Records supplied.
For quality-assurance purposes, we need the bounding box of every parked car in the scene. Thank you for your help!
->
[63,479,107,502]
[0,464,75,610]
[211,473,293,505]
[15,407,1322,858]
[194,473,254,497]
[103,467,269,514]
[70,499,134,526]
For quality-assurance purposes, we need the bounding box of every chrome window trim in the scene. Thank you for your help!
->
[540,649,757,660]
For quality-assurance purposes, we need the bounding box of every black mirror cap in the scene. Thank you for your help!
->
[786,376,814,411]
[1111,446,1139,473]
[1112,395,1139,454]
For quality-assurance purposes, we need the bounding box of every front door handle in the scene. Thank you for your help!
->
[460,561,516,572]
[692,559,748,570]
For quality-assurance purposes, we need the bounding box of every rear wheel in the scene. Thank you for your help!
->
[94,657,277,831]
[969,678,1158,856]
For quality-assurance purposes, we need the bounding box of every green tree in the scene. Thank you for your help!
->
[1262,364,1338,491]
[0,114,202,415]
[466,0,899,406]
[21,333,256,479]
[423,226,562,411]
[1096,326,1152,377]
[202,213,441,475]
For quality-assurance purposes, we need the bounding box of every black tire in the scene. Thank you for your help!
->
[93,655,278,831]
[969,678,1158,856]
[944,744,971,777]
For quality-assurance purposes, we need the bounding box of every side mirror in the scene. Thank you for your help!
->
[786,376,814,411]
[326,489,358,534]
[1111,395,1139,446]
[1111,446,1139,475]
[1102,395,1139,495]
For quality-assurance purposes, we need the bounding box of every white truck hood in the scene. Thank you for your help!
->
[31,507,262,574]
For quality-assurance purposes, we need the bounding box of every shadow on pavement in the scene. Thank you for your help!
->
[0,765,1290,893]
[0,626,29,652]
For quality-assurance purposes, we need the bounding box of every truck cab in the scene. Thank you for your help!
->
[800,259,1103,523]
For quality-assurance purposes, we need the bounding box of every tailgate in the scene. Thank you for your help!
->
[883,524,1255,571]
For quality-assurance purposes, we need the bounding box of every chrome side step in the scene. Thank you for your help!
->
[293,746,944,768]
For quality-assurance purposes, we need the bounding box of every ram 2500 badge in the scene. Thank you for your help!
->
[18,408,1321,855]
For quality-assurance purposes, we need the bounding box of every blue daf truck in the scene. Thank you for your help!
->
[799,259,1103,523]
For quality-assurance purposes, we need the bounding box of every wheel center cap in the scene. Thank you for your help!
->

Goal. Extract each line of the data above that contains the string "side". Treat the match as case-sensitive.

Answer in full.
For quality-assurance purposes, we need the bounding box of every side mirror in the scene. Thank you for your help!
For quality-assurance purposes, we need the bounding box of every chrome side step in the scene. Thank you for your help!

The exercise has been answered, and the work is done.